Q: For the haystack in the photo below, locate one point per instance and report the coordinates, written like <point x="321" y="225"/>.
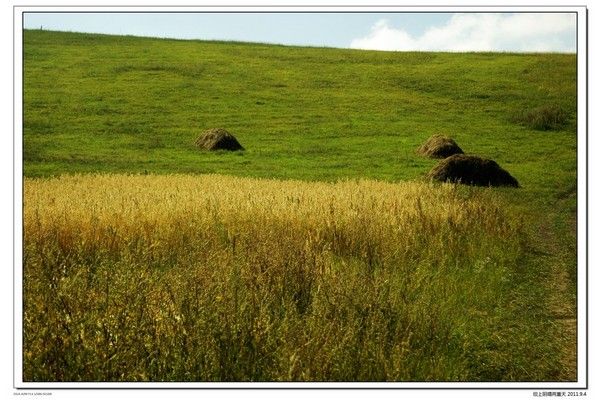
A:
<point x="472" y="170"/>
<point x="218" y="139"/>
<point x="439" y="146"/>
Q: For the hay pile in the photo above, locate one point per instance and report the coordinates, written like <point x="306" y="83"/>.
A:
<point x="472" y="170"/>
<point x="439" y="146"/>
<point x="218" y="139"/>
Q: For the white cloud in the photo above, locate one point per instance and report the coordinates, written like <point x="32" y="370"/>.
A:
<point x="479" y="32"/>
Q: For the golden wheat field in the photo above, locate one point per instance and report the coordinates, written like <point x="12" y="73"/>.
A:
<point x="215" y="278"/>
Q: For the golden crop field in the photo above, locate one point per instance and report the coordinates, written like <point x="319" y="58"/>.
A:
<point x="215" y="278"/>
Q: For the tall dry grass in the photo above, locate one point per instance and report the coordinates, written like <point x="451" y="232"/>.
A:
<point x="213" y="278"/>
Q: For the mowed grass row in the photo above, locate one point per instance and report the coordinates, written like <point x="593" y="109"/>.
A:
<point x="213" y="278"/>
<point x="102" y="103"/>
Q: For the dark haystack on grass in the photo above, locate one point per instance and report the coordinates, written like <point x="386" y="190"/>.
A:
<point x="439" y="146"/>
<point x="218" y="139"/>
<point x="472" y="170"/>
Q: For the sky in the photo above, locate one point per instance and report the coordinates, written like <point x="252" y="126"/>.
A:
<point x="515" y="32"/>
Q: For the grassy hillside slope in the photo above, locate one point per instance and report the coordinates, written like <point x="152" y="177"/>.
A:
<point x="98" y="103"/>
<point x="108" y="103"/>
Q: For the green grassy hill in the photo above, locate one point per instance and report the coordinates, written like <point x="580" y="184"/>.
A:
<point x="99" y="103"/>
<point x="127" y="104"/>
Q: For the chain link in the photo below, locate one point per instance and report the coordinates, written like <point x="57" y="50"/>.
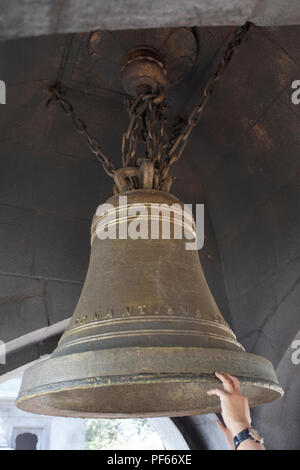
——————————
■ Work instruction
Every line of the listing should be repeated exactly; no picture should appear.

■ Exercise output
Q: For the haystack in the photo below, locate one point per instance and report the coordinates, written like <point x="321" y="225"/>.
A:
<point x="472" y="170"/>
<point x="218" y="139"/>
<point x="439" y="146"/>
Q: For the hay pile in the photo above, locate one point per instance and report the coordinates, written like <point x="306" y="83"/>.
A:
<point x="472" y="170"/>
<point x="439" y="146"/>
<point x="218" y="139"/>
Q: For the white cloud in the photo above, locate one point per instance and report the coordinates, written like <point x="32" y="370"/>.
A:
<point x="479" y="32"/>
Q: For the golden wheat field in the photo above, locate one point per instance and report the coordinates, written like <point x="12" y="73"/>.
A:
<point x="215" y="278"/>
Q: For the golden crop field in the photo above, locate one point per instance and report the coordinates, written like <point x="319" y="58"/>.
A:
<point x="215" y="278"/>
Q: For the tall dry grass in the photo above, locate one point per instance and report the coordinates, written like <point x="451" y="232"/>.
A:
<point x="213" y="278"/>
Q: For the mowed grass row in the photo above, locate one point per instance and report the coordinates, written like <point x="593" y="109"/>.
A:
<point x="213" y="278"/>
<point x="102" y="103"/>
Q: For the dark haystack on grass in the photo above, locate one point per instance and report the coordinates, written like <point x="386" y="190"/>.
A:
<point x="439" y="146"/>
<point x="218" y="139"/>
<point x="472" y="170"/>
Q: For the sky in the photo above, locate one point per instance and report the coordinates, written like <point x="252" y="126"/>.
A:
<point x="515" y="32"/>
Q: For the grassy hillside slope in the photo above, locate one point per instance and report the coordinates, written like <point x="152" y="177"/>.
A:
<point x="98" y="103"/>
<point x="108" y="103"/>
Q: For the green grassy hill in the photo above, locate one point per instance and report the coordinates, written like <point x="580" y="184"/>.
A:
<point x="99" y="103"/>
<point x="127" y="104"/>
Q: For the chain link in the photo below, locate one point per instance and report the coordinates, written like <point x="57" y="50"/>.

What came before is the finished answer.